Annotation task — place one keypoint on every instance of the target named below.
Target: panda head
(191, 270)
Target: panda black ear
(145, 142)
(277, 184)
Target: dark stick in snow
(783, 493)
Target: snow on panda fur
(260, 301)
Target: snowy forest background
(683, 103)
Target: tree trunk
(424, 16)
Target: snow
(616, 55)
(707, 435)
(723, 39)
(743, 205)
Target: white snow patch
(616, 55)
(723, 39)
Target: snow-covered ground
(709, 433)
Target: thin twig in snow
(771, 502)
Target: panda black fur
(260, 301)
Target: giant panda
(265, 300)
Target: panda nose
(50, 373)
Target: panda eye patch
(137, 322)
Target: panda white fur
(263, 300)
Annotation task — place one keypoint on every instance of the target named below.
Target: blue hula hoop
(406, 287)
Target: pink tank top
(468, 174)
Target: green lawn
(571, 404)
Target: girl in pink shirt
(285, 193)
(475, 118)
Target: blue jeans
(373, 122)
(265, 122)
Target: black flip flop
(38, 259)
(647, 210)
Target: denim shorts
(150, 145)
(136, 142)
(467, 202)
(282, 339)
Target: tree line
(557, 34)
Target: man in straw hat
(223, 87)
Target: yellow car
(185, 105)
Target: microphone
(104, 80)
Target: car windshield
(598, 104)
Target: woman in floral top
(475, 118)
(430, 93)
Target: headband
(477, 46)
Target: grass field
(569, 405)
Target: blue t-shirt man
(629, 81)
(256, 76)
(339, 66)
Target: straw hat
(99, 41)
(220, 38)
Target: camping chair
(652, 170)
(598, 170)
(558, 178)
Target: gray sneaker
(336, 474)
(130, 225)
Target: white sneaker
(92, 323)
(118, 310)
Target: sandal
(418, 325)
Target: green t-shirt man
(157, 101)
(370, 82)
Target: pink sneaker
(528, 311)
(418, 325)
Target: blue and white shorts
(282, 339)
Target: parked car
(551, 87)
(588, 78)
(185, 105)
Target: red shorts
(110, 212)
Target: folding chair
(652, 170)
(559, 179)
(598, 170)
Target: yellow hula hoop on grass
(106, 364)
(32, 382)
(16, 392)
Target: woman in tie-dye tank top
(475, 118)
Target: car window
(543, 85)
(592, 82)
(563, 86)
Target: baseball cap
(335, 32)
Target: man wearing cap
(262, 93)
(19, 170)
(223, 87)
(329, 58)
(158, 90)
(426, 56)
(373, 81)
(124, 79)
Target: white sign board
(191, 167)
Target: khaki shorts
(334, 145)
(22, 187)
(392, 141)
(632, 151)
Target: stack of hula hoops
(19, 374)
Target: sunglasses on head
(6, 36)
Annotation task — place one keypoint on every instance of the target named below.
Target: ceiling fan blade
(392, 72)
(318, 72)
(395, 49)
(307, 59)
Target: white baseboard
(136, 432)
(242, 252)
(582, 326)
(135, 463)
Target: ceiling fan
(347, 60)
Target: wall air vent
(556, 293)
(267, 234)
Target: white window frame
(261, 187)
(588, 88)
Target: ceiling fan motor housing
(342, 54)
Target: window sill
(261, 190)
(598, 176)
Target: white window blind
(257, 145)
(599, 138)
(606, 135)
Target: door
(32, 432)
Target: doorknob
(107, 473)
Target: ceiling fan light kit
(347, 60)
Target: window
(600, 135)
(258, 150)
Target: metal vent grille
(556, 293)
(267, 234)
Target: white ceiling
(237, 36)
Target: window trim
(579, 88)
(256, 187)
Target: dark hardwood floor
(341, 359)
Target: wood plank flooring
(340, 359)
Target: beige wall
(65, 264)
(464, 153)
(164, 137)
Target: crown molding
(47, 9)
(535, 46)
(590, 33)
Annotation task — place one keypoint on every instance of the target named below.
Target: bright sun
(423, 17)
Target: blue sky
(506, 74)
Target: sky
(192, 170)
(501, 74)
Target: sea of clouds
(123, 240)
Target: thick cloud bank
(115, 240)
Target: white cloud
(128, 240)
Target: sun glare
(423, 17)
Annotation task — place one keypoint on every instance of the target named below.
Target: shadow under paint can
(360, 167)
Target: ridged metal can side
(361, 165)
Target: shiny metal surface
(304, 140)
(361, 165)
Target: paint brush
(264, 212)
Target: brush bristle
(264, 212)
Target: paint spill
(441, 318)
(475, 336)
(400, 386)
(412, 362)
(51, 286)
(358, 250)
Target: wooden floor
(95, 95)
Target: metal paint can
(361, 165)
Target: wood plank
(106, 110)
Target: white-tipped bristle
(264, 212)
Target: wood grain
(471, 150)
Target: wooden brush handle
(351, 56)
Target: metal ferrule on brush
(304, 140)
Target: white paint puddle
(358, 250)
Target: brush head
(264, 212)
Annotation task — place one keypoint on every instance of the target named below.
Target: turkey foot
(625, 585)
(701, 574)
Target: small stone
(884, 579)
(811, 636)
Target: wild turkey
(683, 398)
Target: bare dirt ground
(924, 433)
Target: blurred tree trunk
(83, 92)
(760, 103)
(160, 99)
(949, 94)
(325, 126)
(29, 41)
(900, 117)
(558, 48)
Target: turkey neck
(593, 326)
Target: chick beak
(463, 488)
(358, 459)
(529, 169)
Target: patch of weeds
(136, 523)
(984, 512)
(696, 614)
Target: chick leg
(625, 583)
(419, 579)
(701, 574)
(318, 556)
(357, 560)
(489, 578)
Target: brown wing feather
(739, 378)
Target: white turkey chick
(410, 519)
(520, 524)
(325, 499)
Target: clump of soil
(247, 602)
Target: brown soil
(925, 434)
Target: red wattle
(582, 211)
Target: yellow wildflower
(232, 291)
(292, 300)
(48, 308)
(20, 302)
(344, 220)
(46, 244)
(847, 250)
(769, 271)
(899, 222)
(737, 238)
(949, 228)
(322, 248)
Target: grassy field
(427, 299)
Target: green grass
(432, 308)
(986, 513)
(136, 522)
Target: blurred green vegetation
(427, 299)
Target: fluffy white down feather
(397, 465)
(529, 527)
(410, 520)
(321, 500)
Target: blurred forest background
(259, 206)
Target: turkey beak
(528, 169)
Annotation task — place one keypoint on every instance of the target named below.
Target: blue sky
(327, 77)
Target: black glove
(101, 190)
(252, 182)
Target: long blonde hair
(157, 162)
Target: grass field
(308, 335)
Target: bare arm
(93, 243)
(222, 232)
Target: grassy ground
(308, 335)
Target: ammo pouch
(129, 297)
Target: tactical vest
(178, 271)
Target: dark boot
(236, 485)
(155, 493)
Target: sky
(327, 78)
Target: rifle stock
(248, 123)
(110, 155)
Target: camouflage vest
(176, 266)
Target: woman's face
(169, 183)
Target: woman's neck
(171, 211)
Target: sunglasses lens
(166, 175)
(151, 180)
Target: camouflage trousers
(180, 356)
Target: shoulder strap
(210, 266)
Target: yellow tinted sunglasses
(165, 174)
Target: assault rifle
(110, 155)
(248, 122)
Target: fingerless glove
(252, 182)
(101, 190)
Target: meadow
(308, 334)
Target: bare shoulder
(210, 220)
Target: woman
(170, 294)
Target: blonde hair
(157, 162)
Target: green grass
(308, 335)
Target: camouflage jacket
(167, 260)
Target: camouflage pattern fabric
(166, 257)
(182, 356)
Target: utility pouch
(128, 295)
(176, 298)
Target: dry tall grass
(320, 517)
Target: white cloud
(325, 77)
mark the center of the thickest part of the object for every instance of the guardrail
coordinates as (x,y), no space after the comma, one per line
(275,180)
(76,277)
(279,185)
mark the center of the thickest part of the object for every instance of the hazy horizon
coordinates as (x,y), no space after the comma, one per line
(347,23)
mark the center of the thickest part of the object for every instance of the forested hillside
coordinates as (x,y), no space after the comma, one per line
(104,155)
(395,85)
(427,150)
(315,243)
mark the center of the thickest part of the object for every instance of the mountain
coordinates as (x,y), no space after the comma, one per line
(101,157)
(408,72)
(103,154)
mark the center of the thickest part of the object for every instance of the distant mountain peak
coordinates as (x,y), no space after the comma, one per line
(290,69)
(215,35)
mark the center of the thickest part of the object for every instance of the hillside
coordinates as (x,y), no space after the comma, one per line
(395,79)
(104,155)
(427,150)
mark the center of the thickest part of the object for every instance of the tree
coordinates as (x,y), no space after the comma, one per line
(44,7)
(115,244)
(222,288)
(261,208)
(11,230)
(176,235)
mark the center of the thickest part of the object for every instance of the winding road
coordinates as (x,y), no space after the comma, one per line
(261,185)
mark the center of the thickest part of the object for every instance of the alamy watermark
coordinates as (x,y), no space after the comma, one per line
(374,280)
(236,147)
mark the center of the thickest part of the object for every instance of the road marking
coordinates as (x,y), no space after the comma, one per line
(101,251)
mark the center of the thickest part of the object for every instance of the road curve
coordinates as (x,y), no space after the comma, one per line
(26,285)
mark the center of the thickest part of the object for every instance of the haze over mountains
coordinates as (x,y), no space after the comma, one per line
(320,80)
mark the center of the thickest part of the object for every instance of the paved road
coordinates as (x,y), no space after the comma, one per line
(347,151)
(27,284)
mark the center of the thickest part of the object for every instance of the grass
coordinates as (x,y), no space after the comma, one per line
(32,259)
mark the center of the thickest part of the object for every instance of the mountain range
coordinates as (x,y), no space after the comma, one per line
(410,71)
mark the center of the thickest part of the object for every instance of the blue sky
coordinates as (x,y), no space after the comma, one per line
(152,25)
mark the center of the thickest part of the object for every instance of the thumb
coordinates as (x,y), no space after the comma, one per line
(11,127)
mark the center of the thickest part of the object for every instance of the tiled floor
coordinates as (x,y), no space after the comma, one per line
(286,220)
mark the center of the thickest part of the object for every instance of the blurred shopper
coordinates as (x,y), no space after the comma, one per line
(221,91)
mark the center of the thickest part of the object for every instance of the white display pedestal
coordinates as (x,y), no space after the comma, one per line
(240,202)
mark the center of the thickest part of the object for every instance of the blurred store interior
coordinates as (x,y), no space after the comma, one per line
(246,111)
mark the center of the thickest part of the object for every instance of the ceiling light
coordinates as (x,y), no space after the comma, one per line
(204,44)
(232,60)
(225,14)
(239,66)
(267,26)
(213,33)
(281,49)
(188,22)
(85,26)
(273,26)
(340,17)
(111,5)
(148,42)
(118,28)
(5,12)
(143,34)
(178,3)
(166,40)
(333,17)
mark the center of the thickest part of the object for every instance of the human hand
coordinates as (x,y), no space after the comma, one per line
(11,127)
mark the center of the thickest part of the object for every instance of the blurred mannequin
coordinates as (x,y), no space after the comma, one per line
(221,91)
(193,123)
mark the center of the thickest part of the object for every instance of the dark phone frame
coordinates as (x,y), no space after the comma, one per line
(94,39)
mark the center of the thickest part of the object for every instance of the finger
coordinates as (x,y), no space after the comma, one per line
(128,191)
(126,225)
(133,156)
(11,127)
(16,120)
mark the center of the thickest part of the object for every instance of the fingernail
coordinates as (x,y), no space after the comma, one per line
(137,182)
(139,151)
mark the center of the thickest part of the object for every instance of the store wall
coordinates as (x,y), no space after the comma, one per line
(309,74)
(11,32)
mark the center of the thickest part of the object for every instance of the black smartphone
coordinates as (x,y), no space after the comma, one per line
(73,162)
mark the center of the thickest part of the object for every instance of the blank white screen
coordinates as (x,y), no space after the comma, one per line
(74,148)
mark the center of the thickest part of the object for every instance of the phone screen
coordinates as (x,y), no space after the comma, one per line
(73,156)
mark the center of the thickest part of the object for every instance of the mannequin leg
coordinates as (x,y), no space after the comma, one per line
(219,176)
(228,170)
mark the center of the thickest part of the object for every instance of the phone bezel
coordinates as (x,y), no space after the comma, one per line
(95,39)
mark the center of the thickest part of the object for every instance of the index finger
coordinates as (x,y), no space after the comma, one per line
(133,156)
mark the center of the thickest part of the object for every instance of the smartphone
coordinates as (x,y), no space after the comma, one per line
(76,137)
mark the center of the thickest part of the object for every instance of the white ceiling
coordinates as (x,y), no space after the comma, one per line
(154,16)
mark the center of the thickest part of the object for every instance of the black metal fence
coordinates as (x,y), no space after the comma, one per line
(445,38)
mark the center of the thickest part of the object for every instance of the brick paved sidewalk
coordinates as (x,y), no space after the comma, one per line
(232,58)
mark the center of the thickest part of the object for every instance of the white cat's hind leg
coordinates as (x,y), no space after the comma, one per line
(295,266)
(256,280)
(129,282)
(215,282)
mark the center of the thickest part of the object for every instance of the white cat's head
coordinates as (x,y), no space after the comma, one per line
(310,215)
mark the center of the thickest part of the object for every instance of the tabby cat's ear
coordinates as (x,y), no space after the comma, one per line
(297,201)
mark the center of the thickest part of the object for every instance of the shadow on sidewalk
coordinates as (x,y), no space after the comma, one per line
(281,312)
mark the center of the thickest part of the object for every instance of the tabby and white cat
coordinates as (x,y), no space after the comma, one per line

→ **Work required**: When the word "smartphone" shows up in a line of the entries, pull that line out.

→ **Solved problem**:
mark the center of the thickest part of the object for every instance of the black smartphone
mark the center of the thickest part of the object for every instance of the smartphone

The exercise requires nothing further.